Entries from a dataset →
========================

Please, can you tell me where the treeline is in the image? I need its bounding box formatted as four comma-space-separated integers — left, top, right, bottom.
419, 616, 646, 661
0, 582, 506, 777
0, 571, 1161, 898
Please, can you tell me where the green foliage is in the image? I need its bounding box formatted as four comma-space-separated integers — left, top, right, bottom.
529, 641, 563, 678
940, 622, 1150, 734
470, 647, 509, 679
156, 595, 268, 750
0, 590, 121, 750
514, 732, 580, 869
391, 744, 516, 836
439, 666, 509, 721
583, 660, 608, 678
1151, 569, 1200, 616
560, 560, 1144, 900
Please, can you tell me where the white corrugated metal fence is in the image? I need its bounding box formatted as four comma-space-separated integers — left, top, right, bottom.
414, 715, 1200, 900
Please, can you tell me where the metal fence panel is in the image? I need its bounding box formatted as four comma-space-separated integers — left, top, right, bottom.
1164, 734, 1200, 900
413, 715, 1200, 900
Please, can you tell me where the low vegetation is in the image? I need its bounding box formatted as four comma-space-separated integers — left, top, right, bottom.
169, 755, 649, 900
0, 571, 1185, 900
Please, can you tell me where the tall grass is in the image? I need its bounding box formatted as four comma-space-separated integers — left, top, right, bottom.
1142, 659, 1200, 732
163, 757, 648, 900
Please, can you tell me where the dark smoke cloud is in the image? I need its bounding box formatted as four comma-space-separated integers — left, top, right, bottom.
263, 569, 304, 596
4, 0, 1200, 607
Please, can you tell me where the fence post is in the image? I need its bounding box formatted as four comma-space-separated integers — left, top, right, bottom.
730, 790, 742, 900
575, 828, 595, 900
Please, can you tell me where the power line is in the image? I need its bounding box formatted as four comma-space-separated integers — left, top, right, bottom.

========================

Written exercise →
Update the records so that each "bounding box" reads "enclosing rectangle", leaving every other word and number untouched.

Solution →
Please, can you tell me where the treeline is in the image? I need its enclosing rectangle formatted as four comma-space-separated integers — left, top, right, bottom.
419, 616, 646, 661
0, 582, 506, 777
0, 571, 1161, 898
Please, can you tell me where the green foliage is in the image? I need its enclosing rectangle formatted as four comma-space-separated integers — left, top, right, bottom.
529, 641, 563, 678
940, 622, 1150, 734
470, 647, 509, 679
156, 595, 268, 750
0, 590, 121, 750
514, 732, 580, 869
391, 744, 516, 836
439, 666, 509, 721
583, 660, 608, 678
1151, 569, 1200, 616
560, 560, 1144, 900
Please, can you tell me where the white corrugated metal fence is in the image? I need its enclosing rectangle formatted as four comma-space-separated integers — left, top, right, bottom.
414, 715, 1200, 900
Please, can you tell me where the metal fence panel is in the image? I need its enclosing rectangle formatted as four comma-space-separated integers — left, top, right, bottom.
1164, 734, 1200, 900
413, 715, 1200, 900
Please, can you tell me where the low vegetation is in the image? I need its enclosing rectangle formatted as four comma-space-separated integers — left, top, right, bottom.
169, 755, 649, 900
0, 571, 1185, 900
Please, can you tell me where the tall grass is in the image? I need its enclosing rectangle formatted as four comma-space-separated integers — left, top, right, bottom.
1142, 659, 1200, 732
163, 757, 648, 900
Please, can you tell me where the dark smoke cloud is in the image? I need its enclosing rectangle formatted as four comma-space-separated integers — left, top, right, bottom.
263, 569, 304, 596
4, 0, 1200, 607
Please, can you tell me where the fence post is in the image? I need its enclosing rectangle formatted as four comma-space-separated integers — left, top, right, bottom.
730, 790, 742, 900
575, 828, 595, 900
Please, can you tell me where the power line is in the image? I need its enclosing rectangle formatted as four comma-space-separated integers — left, top, right, bottom.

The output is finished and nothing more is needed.